++++ Given data
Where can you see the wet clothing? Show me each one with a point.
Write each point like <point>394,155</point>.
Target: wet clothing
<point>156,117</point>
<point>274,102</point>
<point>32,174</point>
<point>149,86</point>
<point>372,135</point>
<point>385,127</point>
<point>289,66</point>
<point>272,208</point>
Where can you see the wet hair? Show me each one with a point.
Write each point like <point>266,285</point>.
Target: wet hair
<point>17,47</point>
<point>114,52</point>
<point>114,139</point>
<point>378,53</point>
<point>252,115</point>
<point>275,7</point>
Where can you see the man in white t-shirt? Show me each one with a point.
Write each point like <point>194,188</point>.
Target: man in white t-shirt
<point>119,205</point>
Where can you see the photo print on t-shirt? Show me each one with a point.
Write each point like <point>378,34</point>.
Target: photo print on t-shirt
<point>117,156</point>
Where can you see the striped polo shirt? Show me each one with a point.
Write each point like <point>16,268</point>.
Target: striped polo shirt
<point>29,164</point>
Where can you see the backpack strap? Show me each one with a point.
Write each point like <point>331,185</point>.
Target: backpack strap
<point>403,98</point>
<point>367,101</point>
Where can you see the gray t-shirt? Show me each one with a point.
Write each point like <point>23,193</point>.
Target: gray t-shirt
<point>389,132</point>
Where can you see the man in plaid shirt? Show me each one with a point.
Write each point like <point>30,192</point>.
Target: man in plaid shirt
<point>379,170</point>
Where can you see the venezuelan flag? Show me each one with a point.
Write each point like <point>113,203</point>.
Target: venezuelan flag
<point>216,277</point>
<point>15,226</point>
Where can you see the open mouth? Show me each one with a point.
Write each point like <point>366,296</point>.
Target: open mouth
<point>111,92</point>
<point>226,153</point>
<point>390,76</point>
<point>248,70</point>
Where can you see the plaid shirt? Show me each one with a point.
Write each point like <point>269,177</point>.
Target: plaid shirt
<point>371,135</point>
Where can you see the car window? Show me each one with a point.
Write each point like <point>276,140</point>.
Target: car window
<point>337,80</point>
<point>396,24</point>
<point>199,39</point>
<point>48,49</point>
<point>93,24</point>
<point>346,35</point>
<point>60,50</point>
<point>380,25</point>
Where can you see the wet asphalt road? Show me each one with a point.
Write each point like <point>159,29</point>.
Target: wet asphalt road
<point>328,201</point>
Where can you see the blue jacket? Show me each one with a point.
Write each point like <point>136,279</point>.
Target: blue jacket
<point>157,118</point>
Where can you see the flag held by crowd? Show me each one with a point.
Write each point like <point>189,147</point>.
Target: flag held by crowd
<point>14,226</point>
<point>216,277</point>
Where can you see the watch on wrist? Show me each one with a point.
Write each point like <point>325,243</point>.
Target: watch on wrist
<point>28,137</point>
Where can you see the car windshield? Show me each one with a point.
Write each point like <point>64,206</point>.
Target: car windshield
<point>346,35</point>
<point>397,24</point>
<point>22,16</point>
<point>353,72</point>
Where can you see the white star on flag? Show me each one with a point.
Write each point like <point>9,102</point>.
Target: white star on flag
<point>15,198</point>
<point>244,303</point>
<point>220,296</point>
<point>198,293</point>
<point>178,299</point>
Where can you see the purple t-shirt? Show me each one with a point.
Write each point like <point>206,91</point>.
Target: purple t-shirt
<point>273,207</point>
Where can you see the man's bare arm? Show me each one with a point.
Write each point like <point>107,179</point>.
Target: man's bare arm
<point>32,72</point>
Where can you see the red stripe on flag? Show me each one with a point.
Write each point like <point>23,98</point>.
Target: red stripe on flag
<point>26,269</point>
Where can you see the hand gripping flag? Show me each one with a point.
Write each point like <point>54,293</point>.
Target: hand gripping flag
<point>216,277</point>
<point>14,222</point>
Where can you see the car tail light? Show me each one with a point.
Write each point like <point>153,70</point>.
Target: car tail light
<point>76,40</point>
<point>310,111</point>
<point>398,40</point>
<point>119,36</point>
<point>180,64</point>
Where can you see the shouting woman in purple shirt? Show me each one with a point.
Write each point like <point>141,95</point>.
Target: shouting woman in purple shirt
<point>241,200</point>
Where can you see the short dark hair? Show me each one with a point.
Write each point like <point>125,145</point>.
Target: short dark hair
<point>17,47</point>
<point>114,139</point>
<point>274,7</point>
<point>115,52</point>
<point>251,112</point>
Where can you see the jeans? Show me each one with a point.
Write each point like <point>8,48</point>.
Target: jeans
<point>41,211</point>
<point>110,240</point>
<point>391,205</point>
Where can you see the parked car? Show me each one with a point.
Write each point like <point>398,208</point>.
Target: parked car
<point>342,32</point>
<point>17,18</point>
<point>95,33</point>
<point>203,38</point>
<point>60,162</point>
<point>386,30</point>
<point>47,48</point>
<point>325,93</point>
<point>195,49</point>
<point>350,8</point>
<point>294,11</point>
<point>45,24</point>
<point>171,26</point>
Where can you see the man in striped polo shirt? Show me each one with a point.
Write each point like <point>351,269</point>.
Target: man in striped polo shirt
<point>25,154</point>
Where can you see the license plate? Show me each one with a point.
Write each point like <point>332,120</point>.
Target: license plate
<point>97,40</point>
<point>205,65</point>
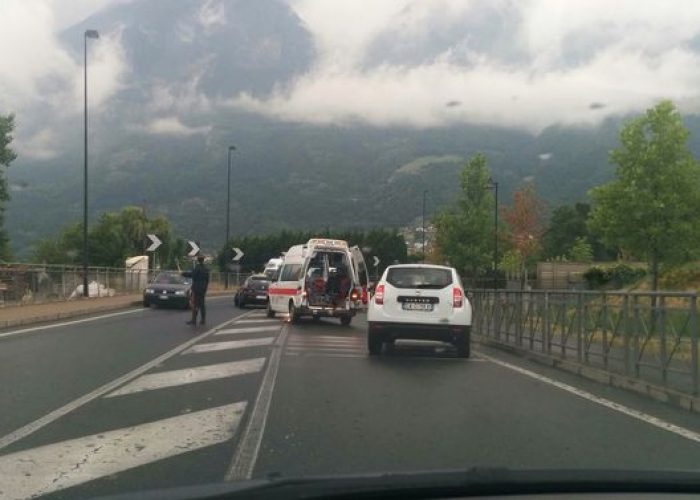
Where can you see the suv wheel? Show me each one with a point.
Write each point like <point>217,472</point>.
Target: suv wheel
<point>374,342</point>
<point>293,314</point>
<point>462,343</point>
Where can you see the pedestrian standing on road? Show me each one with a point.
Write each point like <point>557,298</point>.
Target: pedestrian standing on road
<point>200,283</point>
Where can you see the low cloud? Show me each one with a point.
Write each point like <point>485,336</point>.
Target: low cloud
<point>43,145</point>
<point>625,54</point>
<point>174,127</point>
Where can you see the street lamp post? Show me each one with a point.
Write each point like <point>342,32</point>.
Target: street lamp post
<point>231,149</point>
<point>88,34</point>
<point>494,185</point>
<point>425,191</point>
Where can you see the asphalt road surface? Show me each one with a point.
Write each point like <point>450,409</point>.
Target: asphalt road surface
<point>138,400</point>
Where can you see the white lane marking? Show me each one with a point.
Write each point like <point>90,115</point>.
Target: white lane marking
<point>54,467</point>
<point>322,354</point>
<point>34,426</point>
<point>68,323</point>
<point>325,341</point>
<point>254,329</point>
<point>331,349</point>
<point>246,454</point>
<point>272,320</point>
<point>190,376</point>
<point>630,412</point>
<point>233,344</point>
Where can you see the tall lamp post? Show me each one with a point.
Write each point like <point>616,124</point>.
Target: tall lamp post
<point>494,185</point>
<point>425,191</point>
<point>231,149</point>
<point>88,34</point>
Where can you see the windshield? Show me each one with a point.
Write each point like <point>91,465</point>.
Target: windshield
<point>419,277</point>
<point>170,279</point>
<point>286,239</point>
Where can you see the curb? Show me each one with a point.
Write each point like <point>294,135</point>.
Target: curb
<point>45,318</point>
<point>653,391</point>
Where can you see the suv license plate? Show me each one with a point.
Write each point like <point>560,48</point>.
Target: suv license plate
<point>412,306</point>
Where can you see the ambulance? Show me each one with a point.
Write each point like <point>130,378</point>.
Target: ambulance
<point>322,278</point>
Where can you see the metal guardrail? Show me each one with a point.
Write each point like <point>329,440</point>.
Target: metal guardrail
<point>643,335</point>
<point>29,283</point>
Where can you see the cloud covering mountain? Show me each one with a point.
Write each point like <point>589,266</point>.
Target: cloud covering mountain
<point>324,95</point>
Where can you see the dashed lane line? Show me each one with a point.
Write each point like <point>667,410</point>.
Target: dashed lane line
<point>246,454</point>
<point>54,467</point>
<point>187,376</point>
<point>225,346</point>
<point>625,410</point>
<point>34,426</point>
<point>253,329</point>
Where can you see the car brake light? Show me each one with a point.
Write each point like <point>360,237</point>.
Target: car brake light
<point>379,295</point>
<point>457,297</point>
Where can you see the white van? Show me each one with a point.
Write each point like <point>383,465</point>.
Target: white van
<point>324,277</point>
<point>272,267</point>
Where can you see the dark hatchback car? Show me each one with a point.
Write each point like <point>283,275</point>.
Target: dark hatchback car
<point>253,291</point>
<point>168,288</point>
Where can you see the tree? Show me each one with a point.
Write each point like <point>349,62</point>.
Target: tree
<point>580,251</point>
<point>567,224</point>
<point>7,156</point>
<point>464,232</point>
<point>525,222</point>
<point>115,237</point>
<point>651,207</point>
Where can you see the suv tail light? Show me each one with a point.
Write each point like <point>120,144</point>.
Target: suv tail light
<point>457,297</point>
<point>379,295</point>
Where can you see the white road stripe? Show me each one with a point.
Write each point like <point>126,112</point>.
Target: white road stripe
<point>254,329</point>
<point>323,354</point>
<point>630,412</point>
<point>37,424</point>
<point>190,376</point>
<point>233,344</point>
<point>332,349</point>
<point>269,320</point>
<point>326,344</point>
<point>246,454</point>
<point>69,323</point>
<point>50,468</point>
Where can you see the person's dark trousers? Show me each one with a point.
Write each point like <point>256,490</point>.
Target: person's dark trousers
<point>199,306</point>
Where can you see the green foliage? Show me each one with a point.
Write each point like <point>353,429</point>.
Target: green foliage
<point>7,156</point>
<point>464,232</point>
<point>650,209</point>
<point>613,277</point>
<point>581,251</point>
<point>567,224</point>
<point>387,245</point>
<point>115,237</point>
<point>683,277</point>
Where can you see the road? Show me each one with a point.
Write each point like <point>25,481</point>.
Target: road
<point>139,400</point>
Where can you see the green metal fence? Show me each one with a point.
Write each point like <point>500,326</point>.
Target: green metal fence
<point>645,335</point>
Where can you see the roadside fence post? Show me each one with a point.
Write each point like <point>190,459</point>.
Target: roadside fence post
<point>694,343</point>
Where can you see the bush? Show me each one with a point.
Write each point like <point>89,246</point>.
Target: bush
<point>613,277</point>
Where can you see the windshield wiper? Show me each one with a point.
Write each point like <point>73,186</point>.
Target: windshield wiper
<point>431,485</point>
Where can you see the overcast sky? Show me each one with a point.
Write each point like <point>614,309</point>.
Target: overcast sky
<point>550,61</point>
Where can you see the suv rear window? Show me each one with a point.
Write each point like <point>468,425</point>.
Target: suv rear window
<point>419,277</point>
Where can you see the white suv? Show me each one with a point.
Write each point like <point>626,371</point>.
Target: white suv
<point>419,301</point>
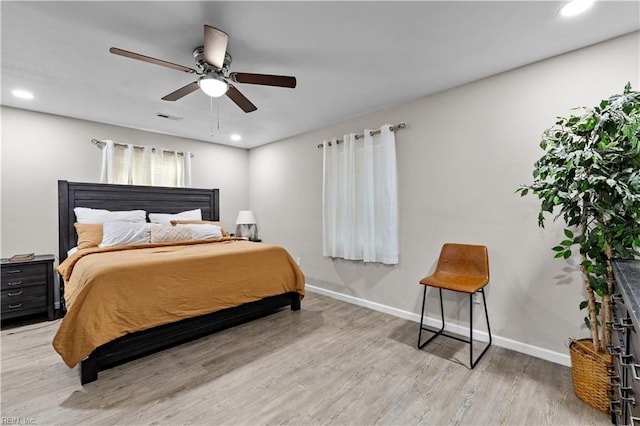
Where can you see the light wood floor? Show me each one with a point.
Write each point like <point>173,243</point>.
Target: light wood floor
<point>330,363</point>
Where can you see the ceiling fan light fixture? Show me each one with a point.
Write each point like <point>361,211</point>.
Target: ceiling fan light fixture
<point>213,86</point>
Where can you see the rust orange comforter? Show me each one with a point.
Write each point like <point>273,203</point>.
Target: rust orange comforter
<point>113,291</point>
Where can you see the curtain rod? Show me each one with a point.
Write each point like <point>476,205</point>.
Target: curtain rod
<point>100,144</point>
<point>400,125</point>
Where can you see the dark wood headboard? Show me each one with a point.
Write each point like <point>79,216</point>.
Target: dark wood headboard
<point>152,199</point>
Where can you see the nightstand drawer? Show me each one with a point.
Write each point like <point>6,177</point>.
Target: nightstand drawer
<point>27,287</point>
<point>17,295</point>
<point>16,306</point>
<point>22,275</point>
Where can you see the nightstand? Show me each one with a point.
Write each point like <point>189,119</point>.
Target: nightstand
<point>27,287</point>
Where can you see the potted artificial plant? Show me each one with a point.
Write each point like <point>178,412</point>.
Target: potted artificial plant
<point>589,176</point>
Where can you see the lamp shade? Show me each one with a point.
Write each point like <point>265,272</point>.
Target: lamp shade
<point>245,217</point>
<point>213,86</point>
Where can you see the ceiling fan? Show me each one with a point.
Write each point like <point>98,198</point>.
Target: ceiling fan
<point>212,63</point>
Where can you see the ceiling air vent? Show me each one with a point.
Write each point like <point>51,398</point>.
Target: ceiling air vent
<point>170,117</point>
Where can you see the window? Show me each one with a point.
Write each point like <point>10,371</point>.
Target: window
<point>360,198</point>
<point>144,165</point>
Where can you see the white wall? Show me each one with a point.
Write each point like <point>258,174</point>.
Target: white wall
<point>460,159</point>
<point>39,149</point>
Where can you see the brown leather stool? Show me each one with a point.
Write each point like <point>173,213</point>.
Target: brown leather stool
<point>463,268</point>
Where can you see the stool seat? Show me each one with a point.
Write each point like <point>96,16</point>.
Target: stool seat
<point>463,268</point>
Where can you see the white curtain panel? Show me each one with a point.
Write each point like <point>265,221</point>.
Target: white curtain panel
<point>106,174</point>
<point>360,198</point>
<point>129,165</point>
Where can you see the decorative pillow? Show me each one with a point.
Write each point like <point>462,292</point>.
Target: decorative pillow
<point>165,219</point>
<point>124,234</point>
<point>87,215</point>
<point>200,222</point>
<point>201,231</point>
<point>165,234</point>
<point>89,234</point>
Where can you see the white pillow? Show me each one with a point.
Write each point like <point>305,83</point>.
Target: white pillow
<point>124,233</point>
<point>165,219</point>
<point>165,234</point>
<point>87,215</point>
<point>202,231</point>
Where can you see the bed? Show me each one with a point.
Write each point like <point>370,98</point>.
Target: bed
<point>135,343</point>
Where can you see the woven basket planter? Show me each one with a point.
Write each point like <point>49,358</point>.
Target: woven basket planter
<point>591,381</point>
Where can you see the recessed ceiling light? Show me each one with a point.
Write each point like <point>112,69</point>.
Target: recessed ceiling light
<point>22,94</point>
<point>576,7</point>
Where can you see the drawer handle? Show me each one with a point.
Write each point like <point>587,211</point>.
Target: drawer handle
<point>634,371</point>
<point>626,394</point>
<point>613,350</point>
<point>612,407</point>
<point>620,326</point>
<point>626,360</point>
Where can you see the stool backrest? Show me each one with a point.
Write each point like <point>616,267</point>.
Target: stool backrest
<point>465,260</point>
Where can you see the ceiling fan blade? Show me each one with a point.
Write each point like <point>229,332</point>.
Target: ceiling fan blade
<point>215,46</point>
<point>181,92</point>
<point>149,59</point>
<point>240,100</point>
<point>264,79</point>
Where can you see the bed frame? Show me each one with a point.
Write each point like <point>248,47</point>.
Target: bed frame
<point>154,200</point>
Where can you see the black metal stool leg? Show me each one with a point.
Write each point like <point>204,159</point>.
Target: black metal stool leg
<point>486,316</point>
<point>437,333</point>
<point>422,327</point>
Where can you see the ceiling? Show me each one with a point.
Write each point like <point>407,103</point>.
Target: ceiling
<point>349,57</point>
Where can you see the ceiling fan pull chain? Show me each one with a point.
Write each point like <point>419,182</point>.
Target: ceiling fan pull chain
<point>211,115</point>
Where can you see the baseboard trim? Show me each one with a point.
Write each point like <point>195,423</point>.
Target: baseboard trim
<point>503,342</point>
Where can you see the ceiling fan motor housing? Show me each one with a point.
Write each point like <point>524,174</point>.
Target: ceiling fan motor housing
<point>207,68</point>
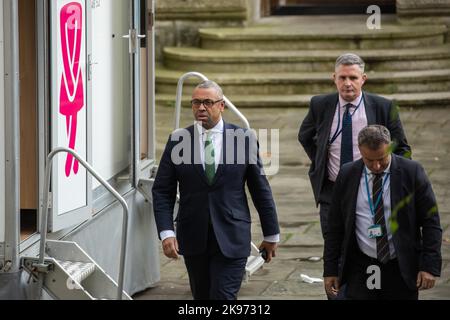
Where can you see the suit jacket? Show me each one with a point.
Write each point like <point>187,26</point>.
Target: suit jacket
<point>223,204</point>
<point>417,241</point>
<point>314,132</point>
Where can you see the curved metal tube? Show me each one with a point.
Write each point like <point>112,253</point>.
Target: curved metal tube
<point>44,213</point>
<point>181,81</point>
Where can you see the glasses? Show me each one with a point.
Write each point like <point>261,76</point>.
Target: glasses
<point>208,103</point>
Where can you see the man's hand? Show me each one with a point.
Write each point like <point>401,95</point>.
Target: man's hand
<point>425,280</point>
<point>270,248</point>
<point>170,247</point>
<point>331,286</point>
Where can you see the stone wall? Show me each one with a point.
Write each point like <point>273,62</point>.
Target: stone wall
<point>178,21</point>
<point>424,11</point>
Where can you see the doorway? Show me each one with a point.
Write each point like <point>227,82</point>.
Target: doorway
<point>323,7</point>
<point>28,120</point>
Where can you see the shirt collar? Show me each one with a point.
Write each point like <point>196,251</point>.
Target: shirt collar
<point>217,129</point>
<point>387,170</point>
<point>355,102</point>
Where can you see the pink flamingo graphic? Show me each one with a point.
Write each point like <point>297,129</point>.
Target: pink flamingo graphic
<point>71,99</point>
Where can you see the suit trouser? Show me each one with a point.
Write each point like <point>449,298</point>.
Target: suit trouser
<point>393,287</point>
<point>325,202</point>
<point>212,276</point>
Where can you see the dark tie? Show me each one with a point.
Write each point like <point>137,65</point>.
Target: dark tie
<point>382,242</point>
<point>347,141</point>
<point>210,166</point>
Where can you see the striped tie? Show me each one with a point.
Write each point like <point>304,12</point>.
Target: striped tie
<point>347,136</point>
<point>382,242</point>
<point>210,166</point>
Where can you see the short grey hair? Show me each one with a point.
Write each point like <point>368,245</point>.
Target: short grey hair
<point>349,59</point>
<point>208,84</point>
<point>374,136</point>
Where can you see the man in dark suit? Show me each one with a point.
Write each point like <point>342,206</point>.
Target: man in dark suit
<point>329,131</point>
<point>384,218</point>
<point>211,162</point>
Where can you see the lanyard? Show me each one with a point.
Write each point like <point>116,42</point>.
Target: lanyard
<point>372,205</point>
<point>338,128</point>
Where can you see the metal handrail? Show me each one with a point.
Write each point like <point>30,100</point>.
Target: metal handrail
<point>44,213</point>
<point>228,103</point>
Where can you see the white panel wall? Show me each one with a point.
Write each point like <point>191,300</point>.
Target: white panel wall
<point>110,88</point>
<point>2,132</point>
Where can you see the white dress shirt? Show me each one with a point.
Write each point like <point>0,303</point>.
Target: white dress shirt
<point>217,141</point>
<point>364,216</point>
<point>359,121</point>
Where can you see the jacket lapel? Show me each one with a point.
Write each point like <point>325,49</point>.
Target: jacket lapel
<point>195,154</point>
<point>370,110</point>
<point>329,112</point>
<point>354,186</point>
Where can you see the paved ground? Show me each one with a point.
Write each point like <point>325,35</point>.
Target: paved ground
<point>428,133</point>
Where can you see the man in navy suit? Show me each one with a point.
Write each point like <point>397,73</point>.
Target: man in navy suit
<point>211,162</point>
<point>385,221</point>
<point>329,131</point>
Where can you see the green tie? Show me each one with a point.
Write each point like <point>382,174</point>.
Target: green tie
<point>210,166</point>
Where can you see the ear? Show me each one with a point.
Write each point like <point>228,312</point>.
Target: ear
<point>364,77</point>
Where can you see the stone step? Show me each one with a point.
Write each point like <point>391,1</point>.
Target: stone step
<point>310,83</point>
<point>203,60</point>
<point>409,100</point>
<point>350,34</point>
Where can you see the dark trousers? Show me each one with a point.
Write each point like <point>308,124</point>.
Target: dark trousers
<point>212,276</point>
<point>325,202</point>
<point>393,287</point>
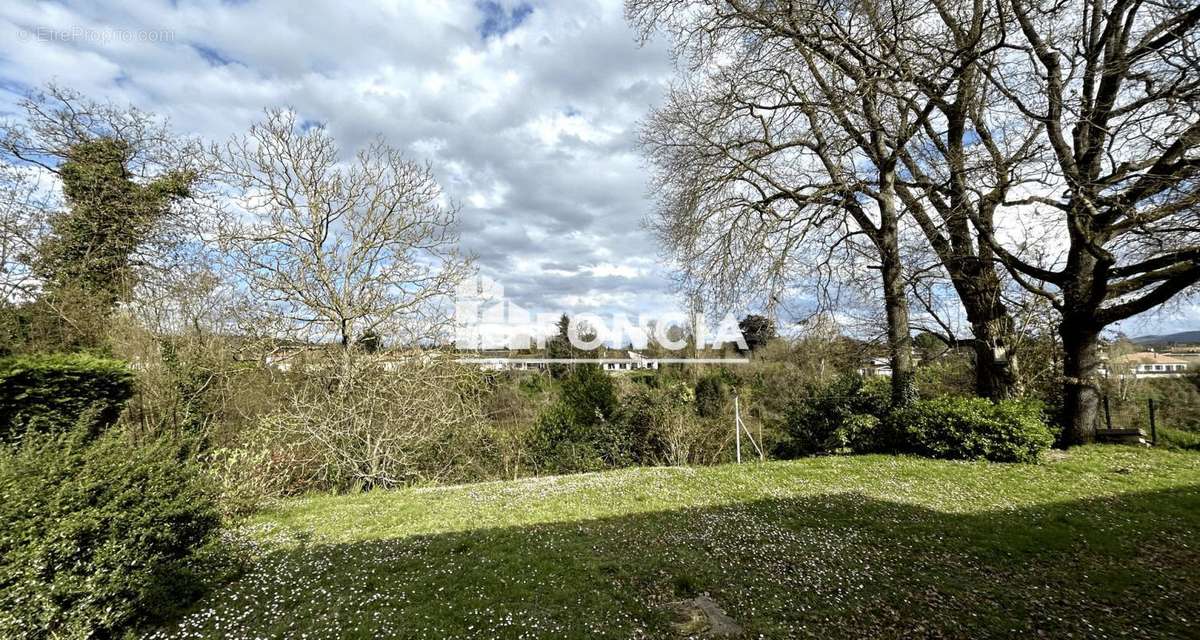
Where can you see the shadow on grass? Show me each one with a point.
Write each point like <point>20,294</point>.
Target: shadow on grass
<point>834,566</point>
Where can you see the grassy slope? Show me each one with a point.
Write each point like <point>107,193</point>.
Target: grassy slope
<point>1101,542</point>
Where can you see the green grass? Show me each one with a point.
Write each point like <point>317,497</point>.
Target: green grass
<point>1099,542</point>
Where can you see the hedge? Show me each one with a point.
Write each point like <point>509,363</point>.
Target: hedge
<point>53,393</point>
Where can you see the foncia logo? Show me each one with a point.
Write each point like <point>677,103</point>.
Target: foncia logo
<point>486,321</point>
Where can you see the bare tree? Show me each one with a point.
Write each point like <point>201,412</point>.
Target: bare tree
<point>783,126</point>
<point>103,197</point>
<point>331,247</point>
<point>1105,95</point>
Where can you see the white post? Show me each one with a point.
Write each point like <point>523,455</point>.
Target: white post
<point>737,426</point>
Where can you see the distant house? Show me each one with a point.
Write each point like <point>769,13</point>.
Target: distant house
<point>1147,364</point>
<point>876,366</point>
<point>634,362</point>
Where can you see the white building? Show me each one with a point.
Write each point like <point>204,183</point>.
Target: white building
<point>1147,364</point>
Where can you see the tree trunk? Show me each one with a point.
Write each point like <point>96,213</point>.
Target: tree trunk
<point>895,301</point>
<point>996,371</point>
<point>1081,390</point>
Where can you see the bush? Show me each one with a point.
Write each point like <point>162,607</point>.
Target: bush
<point>844,414</point>
<point>96,539</point>
<point>711,396</point>
<point>583,430</point>
<point>972,429</point>
<point>54,393</point>
<point>665,429</point>
<point>365,425</point>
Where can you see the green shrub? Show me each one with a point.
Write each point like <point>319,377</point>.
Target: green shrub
<point>99,538</point>
<point>835,417</point>
<point>972,429</point>
<point>665,428</point>
<point>711,396</point>
<point>583,430</point>
<point>54,393</point>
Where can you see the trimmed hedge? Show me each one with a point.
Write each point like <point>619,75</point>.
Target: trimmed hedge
<point>53,393</point>
<point>100,537</point>
<point>972,429</point>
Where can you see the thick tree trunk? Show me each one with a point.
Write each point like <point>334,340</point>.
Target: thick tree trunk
<point>996,369</point>
<point>1081,390</point>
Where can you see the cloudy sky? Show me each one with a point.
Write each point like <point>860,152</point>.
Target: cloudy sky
<point>528,112</point>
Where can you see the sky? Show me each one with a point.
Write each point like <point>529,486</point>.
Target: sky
<point>528,112</point>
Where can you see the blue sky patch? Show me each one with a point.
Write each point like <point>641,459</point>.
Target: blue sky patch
<point>498,19</point>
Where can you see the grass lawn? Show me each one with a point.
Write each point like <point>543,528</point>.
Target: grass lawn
<point>1101,542</point>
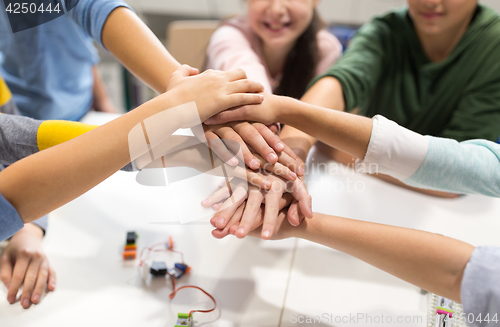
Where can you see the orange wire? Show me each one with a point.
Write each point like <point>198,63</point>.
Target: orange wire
<point>174,292</point>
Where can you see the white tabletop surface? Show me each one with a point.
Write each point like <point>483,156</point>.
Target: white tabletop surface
<point>255,283</point>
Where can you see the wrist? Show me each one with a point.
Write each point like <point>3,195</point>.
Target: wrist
<point>30,229</point>
<point>286,109</point>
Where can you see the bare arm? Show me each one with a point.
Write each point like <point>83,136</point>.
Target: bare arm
<point>326,93</point>
<point>40,183</point>
<point>433,262</point>
<point>102,101</point>
<point>138,49</point>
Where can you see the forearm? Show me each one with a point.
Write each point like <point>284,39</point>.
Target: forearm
<point>46,180</point>
<point>433,262</point>
<point>138,49</point>
<point>326,93</point>
<point>343,131</point>
<point>102,101</point>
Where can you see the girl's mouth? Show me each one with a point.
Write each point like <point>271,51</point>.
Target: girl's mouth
<point>277,27</point>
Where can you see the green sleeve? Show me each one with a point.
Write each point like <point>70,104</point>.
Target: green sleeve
<point>360,68</point>
<point>478,113</point>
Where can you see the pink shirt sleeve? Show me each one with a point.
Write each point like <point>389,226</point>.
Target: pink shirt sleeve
<point>330,51</point>
<point>229,49</point>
++++++++
Work task: Using the records above, write out exactly the lines between the one holding "Write each point like <point>79,216</point>." and the one holding "Write each point like <point>6,177</point>.", inclusive; leave everything else out.

Solution to the problem:
Write each point like <point>79,216</point>.
Target: dark wood headboard
<point>152,199</point>
Where can you see the nightstand drawer? Show me each one with a point.
Write each point like <point>6,177</point>.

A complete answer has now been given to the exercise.